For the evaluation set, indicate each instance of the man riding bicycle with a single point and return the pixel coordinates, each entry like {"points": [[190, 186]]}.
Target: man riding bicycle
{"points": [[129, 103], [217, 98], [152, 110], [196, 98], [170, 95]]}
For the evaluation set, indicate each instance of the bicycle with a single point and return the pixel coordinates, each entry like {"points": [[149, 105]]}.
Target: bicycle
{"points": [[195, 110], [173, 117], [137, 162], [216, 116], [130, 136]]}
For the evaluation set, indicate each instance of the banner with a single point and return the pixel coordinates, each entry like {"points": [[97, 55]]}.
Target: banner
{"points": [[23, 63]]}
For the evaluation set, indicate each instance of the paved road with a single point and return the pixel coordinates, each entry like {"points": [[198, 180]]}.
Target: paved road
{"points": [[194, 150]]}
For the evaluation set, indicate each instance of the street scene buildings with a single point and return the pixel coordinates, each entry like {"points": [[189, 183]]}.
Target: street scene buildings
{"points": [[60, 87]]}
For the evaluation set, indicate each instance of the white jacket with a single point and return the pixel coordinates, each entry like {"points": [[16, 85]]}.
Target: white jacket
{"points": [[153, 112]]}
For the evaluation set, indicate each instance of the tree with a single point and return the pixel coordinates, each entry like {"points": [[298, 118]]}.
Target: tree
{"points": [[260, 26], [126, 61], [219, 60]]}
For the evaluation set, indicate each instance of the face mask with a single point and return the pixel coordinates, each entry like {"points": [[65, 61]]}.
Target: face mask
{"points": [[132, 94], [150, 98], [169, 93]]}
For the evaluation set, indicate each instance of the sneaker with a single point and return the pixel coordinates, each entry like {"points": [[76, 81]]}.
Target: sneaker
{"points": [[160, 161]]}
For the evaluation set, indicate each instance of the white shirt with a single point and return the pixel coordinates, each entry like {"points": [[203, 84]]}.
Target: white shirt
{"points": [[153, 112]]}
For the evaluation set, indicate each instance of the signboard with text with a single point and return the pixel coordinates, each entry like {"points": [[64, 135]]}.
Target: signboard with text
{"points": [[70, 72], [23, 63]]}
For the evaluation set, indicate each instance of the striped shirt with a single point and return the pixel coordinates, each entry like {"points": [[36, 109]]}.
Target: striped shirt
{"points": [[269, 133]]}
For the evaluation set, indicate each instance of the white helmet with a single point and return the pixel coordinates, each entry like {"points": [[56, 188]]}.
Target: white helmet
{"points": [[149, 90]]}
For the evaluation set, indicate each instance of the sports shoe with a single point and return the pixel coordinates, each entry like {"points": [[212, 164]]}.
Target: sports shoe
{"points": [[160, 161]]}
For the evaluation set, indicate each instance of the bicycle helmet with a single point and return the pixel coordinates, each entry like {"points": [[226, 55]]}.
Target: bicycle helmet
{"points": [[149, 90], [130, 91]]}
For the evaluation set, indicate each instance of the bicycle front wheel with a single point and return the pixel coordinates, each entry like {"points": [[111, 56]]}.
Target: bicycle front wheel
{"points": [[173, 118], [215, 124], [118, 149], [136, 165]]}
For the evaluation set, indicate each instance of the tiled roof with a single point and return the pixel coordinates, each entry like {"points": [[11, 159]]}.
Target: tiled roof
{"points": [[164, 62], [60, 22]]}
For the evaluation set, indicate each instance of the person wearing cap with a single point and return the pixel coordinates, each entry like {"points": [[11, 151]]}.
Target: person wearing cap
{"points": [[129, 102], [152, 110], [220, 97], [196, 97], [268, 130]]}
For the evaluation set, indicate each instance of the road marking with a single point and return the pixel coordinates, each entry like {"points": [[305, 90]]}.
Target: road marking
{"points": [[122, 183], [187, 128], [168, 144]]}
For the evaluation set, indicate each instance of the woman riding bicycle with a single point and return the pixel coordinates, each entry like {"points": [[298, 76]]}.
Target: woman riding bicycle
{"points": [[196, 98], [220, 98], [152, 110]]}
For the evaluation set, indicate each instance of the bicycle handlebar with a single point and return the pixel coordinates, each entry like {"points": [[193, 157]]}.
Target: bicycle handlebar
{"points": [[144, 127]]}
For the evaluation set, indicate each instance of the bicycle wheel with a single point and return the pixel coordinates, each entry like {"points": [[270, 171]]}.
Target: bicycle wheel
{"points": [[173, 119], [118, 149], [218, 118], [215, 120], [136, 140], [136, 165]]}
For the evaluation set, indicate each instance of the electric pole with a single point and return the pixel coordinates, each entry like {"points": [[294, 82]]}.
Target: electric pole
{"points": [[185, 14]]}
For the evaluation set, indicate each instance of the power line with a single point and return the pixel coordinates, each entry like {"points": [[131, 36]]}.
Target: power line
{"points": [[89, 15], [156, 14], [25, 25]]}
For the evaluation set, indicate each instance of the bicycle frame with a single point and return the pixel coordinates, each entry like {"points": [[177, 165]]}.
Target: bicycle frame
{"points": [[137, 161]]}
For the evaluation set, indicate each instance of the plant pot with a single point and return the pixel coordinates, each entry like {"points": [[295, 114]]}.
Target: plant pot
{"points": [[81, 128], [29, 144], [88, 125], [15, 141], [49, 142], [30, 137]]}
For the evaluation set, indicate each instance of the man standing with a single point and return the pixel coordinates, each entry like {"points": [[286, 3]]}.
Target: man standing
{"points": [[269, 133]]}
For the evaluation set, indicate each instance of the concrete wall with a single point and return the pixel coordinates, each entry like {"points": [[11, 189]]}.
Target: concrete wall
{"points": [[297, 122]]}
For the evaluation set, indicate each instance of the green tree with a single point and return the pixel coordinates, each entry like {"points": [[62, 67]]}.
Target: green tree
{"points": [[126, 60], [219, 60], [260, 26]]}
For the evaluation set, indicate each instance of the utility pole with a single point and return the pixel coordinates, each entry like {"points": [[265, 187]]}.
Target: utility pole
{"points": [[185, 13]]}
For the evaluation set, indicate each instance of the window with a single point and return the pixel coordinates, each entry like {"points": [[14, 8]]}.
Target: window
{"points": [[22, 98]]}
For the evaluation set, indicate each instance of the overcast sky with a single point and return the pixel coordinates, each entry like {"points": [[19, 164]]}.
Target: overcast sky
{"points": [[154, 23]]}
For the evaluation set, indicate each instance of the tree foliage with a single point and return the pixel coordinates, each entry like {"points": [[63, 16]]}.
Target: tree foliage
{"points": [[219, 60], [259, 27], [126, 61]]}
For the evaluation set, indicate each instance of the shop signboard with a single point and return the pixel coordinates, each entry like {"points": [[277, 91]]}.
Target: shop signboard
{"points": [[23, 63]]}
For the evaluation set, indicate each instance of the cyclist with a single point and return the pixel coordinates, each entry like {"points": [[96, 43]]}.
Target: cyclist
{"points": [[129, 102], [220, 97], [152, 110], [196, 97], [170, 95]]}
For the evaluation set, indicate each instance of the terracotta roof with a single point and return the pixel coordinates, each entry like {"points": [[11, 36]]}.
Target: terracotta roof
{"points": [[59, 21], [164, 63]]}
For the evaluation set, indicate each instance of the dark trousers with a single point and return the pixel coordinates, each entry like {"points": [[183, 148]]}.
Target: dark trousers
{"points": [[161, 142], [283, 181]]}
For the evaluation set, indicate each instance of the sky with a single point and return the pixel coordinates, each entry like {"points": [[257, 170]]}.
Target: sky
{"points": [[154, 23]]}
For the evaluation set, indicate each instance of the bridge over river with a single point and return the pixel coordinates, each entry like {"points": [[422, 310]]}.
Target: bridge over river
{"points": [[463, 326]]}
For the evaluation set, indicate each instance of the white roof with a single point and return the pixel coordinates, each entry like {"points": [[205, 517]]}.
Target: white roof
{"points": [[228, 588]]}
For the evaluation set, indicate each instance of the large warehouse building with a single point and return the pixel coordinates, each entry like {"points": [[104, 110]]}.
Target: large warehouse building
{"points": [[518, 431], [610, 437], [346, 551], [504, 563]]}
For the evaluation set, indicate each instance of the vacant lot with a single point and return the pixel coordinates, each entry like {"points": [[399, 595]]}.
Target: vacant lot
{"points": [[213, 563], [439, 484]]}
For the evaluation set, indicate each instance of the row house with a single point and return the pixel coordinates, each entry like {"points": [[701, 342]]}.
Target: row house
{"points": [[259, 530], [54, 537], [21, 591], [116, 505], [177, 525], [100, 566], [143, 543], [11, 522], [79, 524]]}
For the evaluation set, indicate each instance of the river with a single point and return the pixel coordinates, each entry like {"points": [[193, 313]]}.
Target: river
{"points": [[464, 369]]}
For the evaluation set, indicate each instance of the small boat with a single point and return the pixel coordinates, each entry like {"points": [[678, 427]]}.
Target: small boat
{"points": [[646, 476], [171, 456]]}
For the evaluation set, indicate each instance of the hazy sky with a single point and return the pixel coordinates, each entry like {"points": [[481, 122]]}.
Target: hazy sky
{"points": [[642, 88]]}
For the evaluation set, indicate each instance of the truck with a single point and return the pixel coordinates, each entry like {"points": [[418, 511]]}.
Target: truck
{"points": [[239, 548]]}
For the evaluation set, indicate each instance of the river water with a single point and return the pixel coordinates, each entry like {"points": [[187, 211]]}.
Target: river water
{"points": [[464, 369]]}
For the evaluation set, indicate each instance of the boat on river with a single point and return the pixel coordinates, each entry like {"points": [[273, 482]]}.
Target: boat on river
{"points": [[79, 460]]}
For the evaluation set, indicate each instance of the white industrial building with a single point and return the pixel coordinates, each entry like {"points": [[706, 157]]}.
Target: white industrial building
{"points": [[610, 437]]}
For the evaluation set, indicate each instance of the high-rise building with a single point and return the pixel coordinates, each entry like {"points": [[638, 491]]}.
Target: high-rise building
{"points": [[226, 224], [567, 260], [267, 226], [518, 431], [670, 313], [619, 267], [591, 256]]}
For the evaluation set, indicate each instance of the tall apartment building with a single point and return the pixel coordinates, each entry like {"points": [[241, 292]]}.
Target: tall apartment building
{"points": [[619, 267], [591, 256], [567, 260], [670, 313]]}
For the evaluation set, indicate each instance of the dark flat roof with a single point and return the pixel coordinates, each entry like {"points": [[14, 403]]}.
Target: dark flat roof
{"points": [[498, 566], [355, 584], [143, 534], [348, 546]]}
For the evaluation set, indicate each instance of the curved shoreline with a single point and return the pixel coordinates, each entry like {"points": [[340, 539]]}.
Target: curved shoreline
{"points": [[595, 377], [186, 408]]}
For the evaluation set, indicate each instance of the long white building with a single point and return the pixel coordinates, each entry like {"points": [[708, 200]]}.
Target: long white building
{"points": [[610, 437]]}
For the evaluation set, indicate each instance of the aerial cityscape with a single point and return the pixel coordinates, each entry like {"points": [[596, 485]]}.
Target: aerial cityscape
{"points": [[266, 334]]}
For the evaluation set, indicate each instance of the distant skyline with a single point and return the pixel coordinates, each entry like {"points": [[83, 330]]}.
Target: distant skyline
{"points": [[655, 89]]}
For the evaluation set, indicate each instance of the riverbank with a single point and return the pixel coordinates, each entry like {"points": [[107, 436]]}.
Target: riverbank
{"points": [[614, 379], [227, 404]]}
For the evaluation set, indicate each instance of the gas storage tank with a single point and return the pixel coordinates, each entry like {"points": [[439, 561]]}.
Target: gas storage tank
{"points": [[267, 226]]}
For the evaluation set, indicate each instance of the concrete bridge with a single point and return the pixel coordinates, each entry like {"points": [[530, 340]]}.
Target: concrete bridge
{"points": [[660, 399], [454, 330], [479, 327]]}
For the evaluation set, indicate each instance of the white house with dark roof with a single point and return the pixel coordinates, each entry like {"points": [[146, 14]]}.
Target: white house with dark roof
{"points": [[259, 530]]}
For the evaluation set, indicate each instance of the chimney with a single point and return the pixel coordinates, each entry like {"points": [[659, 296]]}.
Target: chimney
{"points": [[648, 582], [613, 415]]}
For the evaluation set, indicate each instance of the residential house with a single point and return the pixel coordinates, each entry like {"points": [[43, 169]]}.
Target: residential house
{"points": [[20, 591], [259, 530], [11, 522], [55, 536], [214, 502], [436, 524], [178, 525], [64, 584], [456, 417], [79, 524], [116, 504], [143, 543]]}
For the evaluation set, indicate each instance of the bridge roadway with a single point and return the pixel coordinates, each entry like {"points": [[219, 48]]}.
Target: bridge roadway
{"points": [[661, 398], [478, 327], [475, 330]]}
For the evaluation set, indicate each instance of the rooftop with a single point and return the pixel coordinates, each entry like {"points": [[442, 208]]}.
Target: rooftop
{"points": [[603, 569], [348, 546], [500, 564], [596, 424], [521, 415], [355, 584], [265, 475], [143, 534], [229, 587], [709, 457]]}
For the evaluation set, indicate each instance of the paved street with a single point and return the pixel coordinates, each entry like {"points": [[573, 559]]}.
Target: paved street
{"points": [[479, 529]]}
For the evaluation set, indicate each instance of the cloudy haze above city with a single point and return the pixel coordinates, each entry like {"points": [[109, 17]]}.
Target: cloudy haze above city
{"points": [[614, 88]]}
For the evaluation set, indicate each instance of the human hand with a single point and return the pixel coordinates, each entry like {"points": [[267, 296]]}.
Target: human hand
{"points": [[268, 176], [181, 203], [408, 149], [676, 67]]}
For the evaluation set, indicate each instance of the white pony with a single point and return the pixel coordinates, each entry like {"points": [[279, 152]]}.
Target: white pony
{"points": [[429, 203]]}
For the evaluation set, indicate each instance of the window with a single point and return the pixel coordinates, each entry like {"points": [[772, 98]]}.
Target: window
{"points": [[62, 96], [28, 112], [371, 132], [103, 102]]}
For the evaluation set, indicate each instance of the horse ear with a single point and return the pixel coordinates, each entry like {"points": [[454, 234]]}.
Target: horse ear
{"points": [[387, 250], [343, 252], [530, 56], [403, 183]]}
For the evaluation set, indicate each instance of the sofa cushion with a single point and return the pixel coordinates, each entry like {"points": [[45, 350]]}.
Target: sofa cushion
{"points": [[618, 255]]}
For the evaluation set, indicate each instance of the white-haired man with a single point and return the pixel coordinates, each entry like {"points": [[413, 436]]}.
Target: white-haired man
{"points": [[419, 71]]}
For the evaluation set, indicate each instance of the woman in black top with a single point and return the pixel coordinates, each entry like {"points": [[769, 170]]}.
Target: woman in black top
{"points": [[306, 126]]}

■ ■ ■ ■

Output exactly the lines between the one containing "For the evaluation set, indicate each instance of the human" and the final line above, both inclusive.

For the evaluation set, indicate each instance of the human hand with a single point and return the pixel coordinates, each entry like {"points": [[267, 296]]}.
Target: human hand
{"points": [[268, 176], [181, 203], [408, 149], [676, 67]]}
For the evaluation set, indicate each instance of the white pony with a single point and return the pixel coordinates, each entry like {"points": [[279, 152]]}.
Target: white pony
{"points": [[429, 203]]}
For the evaluation set, indicate each instance of the window with a single point and return the pixel coordinates, each entry like {"points": [[772, 98]]}.
Target: window
{"points": [[62, 96], [28, 112], [371, 132], [103, 102]]}
For the evaluation set, indicate each instance of the horse ear with a single point and return the pixel coordinates, each entry like {"points": [[454, 234]]}.
Target: horse ear
{"points": [[387, 250], [343, 252], [530, 56], [403, 183]]}
For the evaluation set, indicate each instance of the sofa cushion with a single point and return the pixel coordinates, each entry like {"points": [[45, 350]]}.
Target: sofa cushion
{"points": [[618, 255]]}
For the evaluation set, indicate each instance of the white-haired man with a single point and return the pixel coordinates, each entry like {"points": [[413, 436]]}.
Target: white-haired man
{"points": [[419, 71]]}
For the evaluation set, indicate each instance of the woman in black top with a single point and return the pixel coordinates, each entry like {"points": [[769, 170]]}.
Target: woman in black top
{"points": [[306, 126]]}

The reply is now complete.